▸ What is needed: In the forum thread on fountain pen inks, what price does Firefyter-emt give for the Pear Tree Pens samplers?

━━━━━ Page text

# I finally figured it out!



## Texatdurango (Oct 16, 2007)

You guys use fountain pens just so you can play with all the different color inks![:0]

I just got a sampler order in from Lou and these different inks are really interesting!  These new colors along with the sampler bottles I got last week, I can't figure out which ones I like best, but my penmanship is getting better the more I play!

I can see collecting pens but ink bottles?


----------



## holmqer (Oct 17, 2007)

Like any collectables, vintage ink bottles has some small degree of popularity.

Modern ink bottles will eventually be vintage however, and many of the modern ink makers have some beautiful bottles. I stick to inks I like rather than who has the best looking ink bottle.


----------



## Scott (Oct 17, 2007)

Hi George,

I don't know about everybody else, but I certainly enjoy playing with all the different inks!

Scott.


----------



## Firefyter-emt (Oct 17, 2007)

Well, cha... 

That's an easy one to figure out!!  Tonight I had to drop off some waste motor oil at the parts store so my tank is empty and I can change the oil in my Jeep.  I got a comment on the nice brown ink in a sea of black ball point in thier log book.. 

Did I ever mention that Pear Tree Pens has a LOT of sampler's for just $4.00 shipped??? [}]


----------



## Geo in Winnipeg (Oct 17, 2007)

> _Originally posted by Firefyter-emt_
> 
> Well, cha...
> 
> ...


My wife likes the cute little eye droppers. they'r only a little extra.


----------

━━━━━━━━━━
━━━━━ Source material

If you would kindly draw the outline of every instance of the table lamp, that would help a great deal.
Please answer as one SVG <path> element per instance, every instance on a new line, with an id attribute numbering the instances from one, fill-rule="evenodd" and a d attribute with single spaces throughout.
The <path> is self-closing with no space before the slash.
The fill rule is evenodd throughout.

━━━━━━━━━━

▸ Output: $4.00 shipped